### EXERCISE INSTRUCTIONS
In the material below, swap every "integer pixel coordinates" for "whole-number pixel coordinates" and reproduce it otherwise unchanged. Omit the pictures.
[start EXERCISE MATERIAL]
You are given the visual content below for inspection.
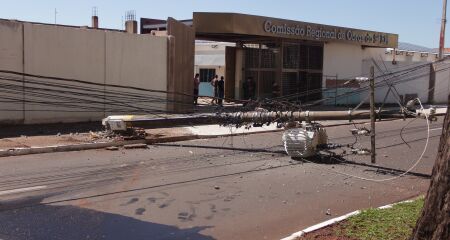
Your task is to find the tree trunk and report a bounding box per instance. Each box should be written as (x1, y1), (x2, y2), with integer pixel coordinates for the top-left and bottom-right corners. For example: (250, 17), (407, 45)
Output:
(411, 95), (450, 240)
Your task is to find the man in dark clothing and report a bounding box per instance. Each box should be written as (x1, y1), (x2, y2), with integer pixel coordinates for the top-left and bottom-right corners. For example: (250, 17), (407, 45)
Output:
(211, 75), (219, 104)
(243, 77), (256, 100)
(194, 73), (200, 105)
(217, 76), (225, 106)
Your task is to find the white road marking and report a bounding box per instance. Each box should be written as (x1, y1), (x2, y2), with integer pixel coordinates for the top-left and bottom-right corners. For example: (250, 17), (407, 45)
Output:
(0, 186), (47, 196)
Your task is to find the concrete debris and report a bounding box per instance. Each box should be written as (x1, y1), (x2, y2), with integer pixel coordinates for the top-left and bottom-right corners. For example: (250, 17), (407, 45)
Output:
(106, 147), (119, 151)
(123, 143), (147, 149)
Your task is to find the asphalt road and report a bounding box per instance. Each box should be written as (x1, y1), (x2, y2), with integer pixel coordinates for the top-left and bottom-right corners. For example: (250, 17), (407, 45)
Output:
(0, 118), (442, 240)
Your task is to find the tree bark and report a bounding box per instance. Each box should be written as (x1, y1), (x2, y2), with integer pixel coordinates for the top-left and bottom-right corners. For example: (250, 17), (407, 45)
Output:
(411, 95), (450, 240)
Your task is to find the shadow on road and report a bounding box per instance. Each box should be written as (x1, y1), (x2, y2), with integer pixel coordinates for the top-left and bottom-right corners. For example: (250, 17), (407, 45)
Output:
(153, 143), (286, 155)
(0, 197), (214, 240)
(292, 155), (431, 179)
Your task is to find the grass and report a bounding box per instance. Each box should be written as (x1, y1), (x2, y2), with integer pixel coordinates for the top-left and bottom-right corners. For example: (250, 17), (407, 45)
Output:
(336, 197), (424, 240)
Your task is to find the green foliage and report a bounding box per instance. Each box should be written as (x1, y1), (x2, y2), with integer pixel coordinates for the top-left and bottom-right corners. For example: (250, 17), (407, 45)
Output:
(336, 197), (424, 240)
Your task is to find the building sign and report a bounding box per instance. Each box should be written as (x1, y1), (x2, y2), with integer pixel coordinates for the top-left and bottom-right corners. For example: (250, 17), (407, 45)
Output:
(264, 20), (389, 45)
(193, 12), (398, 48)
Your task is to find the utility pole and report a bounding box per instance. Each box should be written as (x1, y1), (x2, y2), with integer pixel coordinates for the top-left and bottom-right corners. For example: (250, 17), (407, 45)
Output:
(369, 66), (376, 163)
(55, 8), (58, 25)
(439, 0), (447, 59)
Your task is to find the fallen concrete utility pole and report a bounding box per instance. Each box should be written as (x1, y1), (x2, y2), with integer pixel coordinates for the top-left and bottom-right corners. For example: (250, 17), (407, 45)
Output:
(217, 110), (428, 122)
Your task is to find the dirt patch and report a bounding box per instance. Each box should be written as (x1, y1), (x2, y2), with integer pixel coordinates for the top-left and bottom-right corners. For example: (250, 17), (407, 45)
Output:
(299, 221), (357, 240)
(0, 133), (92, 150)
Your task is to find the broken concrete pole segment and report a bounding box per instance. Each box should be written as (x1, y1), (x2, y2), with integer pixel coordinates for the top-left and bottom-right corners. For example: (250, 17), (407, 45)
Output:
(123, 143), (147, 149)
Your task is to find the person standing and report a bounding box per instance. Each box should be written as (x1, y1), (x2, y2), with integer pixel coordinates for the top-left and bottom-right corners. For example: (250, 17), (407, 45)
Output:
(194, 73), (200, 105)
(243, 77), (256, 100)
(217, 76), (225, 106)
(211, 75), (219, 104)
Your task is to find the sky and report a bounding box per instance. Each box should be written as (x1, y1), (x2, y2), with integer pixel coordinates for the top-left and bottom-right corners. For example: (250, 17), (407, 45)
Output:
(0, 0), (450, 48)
[end EXERCISE MATERIAL]
### EXERCISE OUTPUT
You are given the visual content below for inspection.
Your task is to find the tree trunk and report a bounding box per instance. Each box should be written as (x1, y1), (x2, y2), with whole-number pixel coordinates for the top-left and bottom-right corners. For example: (250, 17), (407, 45)
Output:
(411, 95), (450, 240)
Your task is to find the man in dark clothing and report a bounding box per instance. Each box should be written as (x1, y1), (x2, y2), with whole-number pixel coordinates for the top-left and bottom-right corners. For example: (250, 17), (407, 45)
Output:
(211, 75), (219, 104)
(243, 77), (256, 100)
(194, 73), (200, 105)
(217, 76), (225, 106)
Your task is to find the white road marking and report a bounding box per instance. Each box should be written as (x1, y1), (x2, y2), with whole-number pixel coordinates for the top-left and bottom-right corners. For example: (250, 17), (407, 45)
Output:
(0, 186), (47, 196)
Your task is to find the concrete debris and report a bounding box per instance. Each box should be written as (x1, y1), (x2, y2), with whole-number pixel coordinates for the top-left and bottom-right corners. For example: (250, 17), (407, 45)
Output:
(106, 147), (119, 151)
(123, 143), (147, 149)
Your task is to find the asphalt road and report a bounding box per instance. Each box should be written as (x1, y1), (x2, y2), with whole-number pixel coordinates for the top-left and bottom-right corners. For example: (250, 17), (407, 45)
Output:
(0, 118), (442, 240)
Your task is to find the tree bark and report a bounding box per instance. Each box should be written as (x1, y1), (x2, y2), with whole-number pixel coordinates for the top-left and bottom-right corners. For example: (250, 17), (407, 45)
Output:
(411, 95), (450, 240)
Your task is to find the shadow on road and report a bounding box per instance. Each box should be written as (x1, y1), (x2, y2), with whole-number pixel coordinates for the top-left and bottom-right corners. For example: (250, 17), (407, 45)
Output:
(153, 143), (286, 155)
(0, 197), (214, 240)
(292, 155), (431, 179)
Your task is to find the grass and report a bounding box per instance. Each box should be written as (x1, y1), (x2, y2), with whole-number pixel coordinates for the top-left and bottom-right corners. For example: (250, 17), (407, 45)
Output:
(336, 197), (424, 240)
Your task is to find the green foliage and report a bounding box per instance. Each box should be written as (x1, y1), (x2, y2), with whole-number pixel coordinates for the top-left and bottom-right corners. For example: (250, 17), (407, 45)
Output:
(336, 197), (424, 240)
Your task is to find the building sign and report a bounding box per instance. Each box should be written as (x1, y1), (x2, y2), with whole-number pixel coordinates for the top-left and bottom-right corners. For example: (250, 17), (407, 45)
Output:
(264, 20), (389, 45)
(193, 12), (398, 48)
Your task is to find the utility pole and report a bounding box per instance. Each box should be written as (x1, y1), (x2, y2), with whole-number pixel coordinates for the top-left and bottom-right corners. For example: (250, 17), (407, 45)
Output:
(369, 66), (376, 163)
(55, 8), (58, 25)
(439, 0), (447, 59)
Your task is to find the fallen concrete utility pole and report a bounding box per instance. Each box should be written as (x1, y1), (x2, y2), with whole-number pixel coordinates for the top-left and bottom-right corners. For example: (250, 17), (407, 45)
Output:
(217, 110), (428, 122)
Your task is to find the dirt patch and report a bounding box per instance. Each box should be written as (x1, y1), (x2, y2), with whole-number pixel coordinates for the top-left and bottom-right corners. For example: (250, 17), (407, 45)
Output:
(299, 221), (357, 240)
(0, 133), (92, 150)
Your task is to find the broken concrete pole segment and report a bounding box per instance. Each box should be written as (x1, y1), (x2, y2), with whole-number pixel coordinates for the top-left and bottom-right corners. For example: (250, 17), (407, 45)
Output:
(123, 143), (147, 149)
Your task is to find the person standing and report a bounding box per instance. Each box should be written as (x1, y1), (x2, y2), with whole-number pixel coordinates for the top-left and bottom-right corners. For example: (250, 17), (407, 45)
Output:
(194, 73), (200, 105)
(243, 77), (256, 100)
(217, 76), (225, 106)
(211, 75), (219, 104)
Your task is to find the sky and report a bounding box per instance. Each box should be written as (x1, y1), (x2, y2), with whole-number pixel coordinates for the top-left and bottom-right corners. For example: (250, 17), (407, 45)
Output:
(0, 0), (450, 48)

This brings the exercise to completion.